* begin *

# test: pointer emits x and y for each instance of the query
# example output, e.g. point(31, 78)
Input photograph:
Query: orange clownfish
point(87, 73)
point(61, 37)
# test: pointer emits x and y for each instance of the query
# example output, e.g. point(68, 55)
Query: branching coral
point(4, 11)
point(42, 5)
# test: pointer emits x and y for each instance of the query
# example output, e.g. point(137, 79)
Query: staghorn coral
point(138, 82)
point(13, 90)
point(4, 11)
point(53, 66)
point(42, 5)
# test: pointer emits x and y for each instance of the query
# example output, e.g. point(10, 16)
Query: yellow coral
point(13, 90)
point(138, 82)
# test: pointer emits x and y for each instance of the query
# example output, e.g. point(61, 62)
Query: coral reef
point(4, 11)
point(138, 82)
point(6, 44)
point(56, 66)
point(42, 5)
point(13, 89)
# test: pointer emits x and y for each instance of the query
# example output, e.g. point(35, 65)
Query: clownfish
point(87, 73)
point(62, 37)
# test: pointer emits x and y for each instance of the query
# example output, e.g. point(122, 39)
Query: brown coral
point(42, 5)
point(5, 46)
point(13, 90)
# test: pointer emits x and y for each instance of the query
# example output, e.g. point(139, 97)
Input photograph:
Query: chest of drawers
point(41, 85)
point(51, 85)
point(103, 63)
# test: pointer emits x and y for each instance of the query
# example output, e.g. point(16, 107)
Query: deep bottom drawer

* end *
* begin *

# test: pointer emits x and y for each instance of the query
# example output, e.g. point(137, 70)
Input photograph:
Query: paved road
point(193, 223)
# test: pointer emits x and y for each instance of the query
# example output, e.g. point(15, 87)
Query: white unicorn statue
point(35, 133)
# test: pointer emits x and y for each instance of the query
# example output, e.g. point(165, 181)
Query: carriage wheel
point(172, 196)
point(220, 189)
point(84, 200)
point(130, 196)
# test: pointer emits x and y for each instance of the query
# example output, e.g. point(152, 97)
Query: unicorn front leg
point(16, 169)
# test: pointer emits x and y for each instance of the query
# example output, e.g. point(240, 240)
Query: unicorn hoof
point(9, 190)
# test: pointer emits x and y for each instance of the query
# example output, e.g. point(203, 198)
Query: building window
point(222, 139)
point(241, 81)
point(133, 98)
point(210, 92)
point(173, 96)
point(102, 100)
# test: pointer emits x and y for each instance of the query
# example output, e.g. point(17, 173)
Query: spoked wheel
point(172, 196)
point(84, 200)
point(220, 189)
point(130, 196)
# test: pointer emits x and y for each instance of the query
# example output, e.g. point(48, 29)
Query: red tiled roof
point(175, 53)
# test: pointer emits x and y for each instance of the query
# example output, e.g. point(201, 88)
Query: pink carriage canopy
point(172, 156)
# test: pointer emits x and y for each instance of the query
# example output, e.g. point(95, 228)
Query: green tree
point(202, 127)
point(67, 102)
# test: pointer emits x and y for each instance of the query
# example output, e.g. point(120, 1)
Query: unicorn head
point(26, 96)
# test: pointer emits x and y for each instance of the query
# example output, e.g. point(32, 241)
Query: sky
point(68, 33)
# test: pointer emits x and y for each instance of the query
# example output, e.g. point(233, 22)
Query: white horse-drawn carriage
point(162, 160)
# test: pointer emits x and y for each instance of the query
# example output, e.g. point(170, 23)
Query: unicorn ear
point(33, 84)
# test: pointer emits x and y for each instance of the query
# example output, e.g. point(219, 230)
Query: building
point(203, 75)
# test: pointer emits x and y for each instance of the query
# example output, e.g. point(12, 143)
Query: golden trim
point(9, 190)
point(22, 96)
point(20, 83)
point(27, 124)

* end *

Count the lines in the records above that contain the string "white", treating uppercase and lowercase as different. Reply with the number alone.

[Correct output]
2